[To be done] Give back, unchanged, each line from the one containing "Point to every instance of the black boot" through the last line of the entries below.
== Records for processing
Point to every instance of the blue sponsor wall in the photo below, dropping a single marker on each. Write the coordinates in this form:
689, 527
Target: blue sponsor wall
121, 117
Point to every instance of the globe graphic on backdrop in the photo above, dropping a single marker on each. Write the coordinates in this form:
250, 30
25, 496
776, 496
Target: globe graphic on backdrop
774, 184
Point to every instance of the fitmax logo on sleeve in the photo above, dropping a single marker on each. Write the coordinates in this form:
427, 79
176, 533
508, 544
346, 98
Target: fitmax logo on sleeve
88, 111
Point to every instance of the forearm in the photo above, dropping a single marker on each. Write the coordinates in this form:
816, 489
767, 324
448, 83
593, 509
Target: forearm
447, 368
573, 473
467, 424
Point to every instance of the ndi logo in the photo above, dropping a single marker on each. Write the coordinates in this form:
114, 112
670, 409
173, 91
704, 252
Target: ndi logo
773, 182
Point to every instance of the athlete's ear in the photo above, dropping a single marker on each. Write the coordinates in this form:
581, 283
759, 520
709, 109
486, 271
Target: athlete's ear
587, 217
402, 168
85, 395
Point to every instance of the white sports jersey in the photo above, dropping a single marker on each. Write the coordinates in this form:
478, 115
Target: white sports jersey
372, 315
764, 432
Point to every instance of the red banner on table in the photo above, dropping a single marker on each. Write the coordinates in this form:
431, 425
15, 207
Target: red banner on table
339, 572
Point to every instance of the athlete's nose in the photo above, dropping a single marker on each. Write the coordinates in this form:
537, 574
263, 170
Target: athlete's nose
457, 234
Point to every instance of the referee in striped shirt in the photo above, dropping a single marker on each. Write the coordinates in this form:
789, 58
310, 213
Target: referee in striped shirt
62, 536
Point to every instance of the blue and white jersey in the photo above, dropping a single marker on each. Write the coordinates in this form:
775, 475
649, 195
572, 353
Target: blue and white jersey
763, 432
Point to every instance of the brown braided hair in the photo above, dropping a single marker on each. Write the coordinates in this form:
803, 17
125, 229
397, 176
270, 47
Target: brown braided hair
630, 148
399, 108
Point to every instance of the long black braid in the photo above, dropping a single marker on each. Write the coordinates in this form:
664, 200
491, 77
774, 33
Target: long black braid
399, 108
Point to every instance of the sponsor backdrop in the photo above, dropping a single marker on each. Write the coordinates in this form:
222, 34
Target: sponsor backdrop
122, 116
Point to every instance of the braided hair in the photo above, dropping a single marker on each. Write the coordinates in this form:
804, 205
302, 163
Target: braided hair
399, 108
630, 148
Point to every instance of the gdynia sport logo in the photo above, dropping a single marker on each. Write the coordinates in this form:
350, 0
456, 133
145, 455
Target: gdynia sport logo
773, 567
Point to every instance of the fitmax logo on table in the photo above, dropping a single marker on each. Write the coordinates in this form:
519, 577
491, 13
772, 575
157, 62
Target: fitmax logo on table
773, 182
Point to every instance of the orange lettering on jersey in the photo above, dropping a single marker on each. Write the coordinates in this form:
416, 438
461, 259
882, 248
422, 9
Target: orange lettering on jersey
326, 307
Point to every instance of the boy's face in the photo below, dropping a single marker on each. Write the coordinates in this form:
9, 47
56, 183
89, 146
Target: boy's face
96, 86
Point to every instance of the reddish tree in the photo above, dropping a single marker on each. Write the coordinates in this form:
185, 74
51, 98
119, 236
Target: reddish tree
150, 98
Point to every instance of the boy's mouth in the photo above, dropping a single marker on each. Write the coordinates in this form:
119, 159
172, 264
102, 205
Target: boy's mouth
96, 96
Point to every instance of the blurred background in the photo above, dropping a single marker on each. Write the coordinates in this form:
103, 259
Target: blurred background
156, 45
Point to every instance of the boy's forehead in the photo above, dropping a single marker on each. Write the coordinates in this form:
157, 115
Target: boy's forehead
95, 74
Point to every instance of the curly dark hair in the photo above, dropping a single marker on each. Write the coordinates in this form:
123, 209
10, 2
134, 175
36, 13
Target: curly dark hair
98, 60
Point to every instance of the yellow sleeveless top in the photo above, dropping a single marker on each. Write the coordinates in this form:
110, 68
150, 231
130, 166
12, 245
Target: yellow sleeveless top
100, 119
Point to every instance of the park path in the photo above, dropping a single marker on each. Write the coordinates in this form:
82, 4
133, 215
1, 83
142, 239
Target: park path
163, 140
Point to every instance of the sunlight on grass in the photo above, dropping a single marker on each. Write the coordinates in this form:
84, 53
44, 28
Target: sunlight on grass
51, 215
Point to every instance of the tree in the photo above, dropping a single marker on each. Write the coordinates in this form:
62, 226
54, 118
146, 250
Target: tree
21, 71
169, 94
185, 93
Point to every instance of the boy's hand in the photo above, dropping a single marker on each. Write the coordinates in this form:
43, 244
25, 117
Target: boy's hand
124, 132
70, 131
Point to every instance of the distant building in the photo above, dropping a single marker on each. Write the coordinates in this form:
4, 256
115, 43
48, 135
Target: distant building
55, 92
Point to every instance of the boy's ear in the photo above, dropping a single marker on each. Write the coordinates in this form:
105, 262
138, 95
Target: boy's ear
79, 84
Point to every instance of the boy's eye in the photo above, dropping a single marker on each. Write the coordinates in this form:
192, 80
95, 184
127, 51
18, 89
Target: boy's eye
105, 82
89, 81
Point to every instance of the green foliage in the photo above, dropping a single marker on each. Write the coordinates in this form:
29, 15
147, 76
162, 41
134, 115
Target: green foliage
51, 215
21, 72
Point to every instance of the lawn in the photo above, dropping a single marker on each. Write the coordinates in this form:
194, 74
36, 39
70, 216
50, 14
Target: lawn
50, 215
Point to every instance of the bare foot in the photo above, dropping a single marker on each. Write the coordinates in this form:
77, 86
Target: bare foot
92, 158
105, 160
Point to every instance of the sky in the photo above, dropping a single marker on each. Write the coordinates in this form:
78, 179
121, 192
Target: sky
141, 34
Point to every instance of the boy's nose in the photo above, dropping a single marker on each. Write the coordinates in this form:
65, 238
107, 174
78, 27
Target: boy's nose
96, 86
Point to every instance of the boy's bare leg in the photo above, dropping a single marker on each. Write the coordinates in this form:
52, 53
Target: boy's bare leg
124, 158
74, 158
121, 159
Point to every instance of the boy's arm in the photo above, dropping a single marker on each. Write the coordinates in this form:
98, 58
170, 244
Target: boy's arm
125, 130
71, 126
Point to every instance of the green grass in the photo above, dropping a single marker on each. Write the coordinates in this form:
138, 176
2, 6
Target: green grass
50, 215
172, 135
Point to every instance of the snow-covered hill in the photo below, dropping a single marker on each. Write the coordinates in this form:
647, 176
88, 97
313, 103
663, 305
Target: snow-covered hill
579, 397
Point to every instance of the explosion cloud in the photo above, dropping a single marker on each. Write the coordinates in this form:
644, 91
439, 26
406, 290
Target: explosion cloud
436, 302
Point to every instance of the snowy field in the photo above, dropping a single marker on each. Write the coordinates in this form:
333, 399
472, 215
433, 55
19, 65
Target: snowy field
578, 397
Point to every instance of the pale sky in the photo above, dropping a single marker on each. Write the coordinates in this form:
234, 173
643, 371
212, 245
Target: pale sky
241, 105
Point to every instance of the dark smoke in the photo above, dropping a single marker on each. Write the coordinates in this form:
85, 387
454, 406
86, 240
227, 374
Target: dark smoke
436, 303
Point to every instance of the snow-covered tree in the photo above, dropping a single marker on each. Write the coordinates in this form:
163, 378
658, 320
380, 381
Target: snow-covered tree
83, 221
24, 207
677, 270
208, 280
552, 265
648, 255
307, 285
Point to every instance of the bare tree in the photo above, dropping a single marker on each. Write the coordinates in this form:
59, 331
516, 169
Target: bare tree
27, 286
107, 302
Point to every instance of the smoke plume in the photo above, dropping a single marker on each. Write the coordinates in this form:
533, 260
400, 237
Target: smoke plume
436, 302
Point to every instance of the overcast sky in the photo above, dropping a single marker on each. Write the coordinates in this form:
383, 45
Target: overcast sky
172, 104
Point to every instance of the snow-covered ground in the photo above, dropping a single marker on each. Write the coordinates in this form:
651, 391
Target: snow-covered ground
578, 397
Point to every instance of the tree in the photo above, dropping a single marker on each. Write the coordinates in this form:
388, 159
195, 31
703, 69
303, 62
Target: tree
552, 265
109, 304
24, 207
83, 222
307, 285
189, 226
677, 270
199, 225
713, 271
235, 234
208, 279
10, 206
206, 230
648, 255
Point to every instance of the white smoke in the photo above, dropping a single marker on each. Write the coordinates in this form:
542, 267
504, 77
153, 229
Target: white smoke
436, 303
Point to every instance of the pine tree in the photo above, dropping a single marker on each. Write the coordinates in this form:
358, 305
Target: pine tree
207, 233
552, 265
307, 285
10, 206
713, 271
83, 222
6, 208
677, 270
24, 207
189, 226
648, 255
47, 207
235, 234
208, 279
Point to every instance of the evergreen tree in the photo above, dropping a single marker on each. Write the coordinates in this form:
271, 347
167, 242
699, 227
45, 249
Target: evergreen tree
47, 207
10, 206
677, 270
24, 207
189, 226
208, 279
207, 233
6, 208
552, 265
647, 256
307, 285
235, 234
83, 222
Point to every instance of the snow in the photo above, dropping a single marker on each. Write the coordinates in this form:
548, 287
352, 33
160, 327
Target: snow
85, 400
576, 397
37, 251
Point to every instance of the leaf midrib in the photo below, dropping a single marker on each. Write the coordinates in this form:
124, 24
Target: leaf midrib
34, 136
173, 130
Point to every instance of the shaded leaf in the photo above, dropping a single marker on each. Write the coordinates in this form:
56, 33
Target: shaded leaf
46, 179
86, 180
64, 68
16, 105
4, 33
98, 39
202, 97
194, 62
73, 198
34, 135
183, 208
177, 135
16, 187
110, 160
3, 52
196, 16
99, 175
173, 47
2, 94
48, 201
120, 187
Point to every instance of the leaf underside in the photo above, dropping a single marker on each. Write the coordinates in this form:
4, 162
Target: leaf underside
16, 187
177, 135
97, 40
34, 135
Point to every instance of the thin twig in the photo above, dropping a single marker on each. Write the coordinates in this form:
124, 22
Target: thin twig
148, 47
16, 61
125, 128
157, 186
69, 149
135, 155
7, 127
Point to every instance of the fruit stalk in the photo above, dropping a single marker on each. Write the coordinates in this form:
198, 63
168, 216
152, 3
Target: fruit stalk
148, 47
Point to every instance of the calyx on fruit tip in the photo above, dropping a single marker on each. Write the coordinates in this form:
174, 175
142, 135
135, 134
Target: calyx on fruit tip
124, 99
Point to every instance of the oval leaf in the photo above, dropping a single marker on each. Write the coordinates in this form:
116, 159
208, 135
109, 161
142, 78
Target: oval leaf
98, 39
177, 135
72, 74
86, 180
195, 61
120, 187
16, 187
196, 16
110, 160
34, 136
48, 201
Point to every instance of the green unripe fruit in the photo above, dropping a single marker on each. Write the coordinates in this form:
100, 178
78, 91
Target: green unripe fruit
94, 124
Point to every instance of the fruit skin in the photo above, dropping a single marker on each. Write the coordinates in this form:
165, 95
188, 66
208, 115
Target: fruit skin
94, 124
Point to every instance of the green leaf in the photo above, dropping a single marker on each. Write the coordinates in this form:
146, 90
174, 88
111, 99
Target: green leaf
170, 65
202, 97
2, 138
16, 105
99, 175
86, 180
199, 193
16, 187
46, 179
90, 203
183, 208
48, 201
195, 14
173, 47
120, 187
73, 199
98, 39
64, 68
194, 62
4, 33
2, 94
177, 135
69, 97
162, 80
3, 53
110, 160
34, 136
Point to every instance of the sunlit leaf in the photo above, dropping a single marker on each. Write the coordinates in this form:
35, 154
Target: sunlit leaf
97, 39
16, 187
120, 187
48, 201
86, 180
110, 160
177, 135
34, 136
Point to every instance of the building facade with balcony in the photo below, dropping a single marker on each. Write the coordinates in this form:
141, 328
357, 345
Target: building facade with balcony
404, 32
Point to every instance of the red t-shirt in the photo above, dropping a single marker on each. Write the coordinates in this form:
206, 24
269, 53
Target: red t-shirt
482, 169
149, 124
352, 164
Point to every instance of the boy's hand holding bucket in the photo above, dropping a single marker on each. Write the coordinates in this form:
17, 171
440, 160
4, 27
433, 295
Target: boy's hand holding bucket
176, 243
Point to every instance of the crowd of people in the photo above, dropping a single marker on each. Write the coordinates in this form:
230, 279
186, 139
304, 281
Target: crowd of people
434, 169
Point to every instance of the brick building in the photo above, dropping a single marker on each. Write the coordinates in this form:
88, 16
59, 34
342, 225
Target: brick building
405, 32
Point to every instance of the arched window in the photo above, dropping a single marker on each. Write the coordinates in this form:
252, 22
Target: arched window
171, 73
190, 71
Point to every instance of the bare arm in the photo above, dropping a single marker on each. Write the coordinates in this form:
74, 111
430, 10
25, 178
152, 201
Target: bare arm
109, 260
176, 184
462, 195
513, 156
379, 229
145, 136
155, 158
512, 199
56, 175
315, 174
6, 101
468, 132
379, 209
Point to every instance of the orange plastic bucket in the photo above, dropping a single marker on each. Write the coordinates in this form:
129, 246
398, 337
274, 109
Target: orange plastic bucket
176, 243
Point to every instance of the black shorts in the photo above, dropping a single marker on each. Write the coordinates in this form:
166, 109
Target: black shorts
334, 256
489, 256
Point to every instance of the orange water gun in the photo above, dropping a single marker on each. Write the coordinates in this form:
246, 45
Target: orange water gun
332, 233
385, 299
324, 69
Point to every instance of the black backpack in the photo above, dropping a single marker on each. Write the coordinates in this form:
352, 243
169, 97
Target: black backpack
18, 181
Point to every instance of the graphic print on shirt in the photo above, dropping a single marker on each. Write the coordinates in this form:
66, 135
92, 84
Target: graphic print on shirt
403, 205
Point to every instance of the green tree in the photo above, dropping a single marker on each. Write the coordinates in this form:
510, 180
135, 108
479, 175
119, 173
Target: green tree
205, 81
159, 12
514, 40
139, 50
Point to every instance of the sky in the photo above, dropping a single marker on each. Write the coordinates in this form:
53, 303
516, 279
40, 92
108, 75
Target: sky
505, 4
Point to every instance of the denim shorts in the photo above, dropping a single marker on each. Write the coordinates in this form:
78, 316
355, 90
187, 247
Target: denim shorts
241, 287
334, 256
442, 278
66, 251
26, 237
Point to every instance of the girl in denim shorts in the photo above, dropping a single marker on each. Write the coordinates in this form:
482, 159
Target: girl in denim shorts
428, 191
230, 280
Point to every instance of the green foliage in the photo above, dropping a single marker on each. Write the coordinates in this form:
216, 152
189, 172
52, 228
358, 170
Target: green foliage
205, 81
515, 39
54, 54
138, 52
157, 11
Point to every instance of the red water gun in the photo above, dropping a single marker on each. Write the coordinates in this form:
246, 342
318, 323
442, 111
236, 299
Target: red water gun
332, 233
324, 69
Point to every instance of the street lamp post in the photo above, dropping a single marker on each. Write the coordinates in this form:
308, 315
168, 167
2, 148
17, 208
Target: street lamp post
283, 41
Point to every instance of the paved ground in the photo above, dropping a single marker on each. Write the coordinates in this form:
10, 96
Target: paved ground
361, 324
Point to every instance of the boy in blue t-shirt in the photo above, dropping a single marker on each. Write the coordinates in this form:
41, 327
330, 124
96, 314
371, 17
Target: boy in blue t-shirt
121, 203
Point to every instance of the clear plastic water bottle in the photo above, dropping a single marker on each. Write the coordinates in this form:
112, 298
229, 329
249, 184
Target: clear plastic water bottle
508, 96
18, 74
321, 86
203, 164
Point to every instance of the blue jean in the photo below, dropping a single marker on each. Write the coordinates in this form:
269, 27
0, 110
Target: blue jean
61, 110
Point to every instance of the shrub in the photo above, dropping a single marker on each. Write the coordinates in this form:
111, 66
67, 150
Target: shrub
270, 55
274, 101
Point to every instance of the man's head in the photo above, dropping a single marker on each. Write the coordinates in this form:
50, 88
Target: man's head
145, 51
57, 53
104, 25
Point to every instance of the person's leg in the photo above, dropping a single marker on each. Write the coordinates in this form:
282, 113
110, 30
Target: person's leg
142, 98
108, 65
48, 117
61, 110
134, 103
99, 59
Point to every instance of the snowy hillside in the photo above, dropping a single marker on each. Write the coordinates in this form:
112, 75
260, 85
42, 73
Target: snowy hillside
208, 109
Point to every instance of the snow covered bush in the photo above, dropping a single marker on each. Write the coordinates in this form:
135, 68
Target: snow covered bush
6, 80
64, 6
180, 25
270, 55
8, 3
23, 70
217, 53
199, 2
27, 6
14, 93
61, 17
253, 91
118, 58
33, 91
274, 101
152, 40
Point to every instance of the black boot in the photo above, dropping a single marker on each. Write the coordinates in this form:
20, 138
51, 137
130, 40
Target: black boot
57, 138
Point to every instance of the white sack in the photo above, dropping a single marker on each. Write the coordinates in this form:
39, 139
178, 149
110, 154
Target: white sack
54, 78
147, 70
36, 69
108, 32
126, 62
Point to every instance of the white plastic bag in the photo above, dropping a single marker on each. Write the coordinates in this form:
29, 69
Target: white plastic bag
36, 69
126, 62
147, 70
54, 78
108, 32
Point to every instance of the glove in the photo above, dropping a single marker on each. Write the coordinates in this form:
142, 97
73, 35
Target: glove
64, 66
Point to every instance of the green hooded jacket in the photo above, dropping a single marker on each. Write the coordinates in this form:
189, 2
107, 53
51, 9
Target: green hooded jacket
====
[Written solution]
Point to every instance of the black boot in the photo above, dropping a single marker on each. Write the coordinates in this form:
20, 138
51, 137
130, 40
Target: black boot
57, 138
Point to every instance of the white sack in the photo above, dropping a single marker on each. Write the coordinates in this form:
39, 139
178, 149
110, 154
Target: white sack
54, 78
147, 70
36, 69
108, 32
126, 62
Point to every instance of the white plastic bag in the photo above, dropping a single marker on each. Write the coordinates in this form:
29, 69
Target: white plastic bag
36, 69
126, 62
147, 70
54, 78
108, 32
Point to every instance of the glove in the photo above, dropping a single marker on each. Write the coordinates in this form:
142, 97
73, 35
Target: glove
64, 66
Point to every instance of the green hooded jacket in the photo above, dropping a single marker on each. Write the coordinates in this form:
189, 2
107, 53
51, 9
Target: green hooded jacket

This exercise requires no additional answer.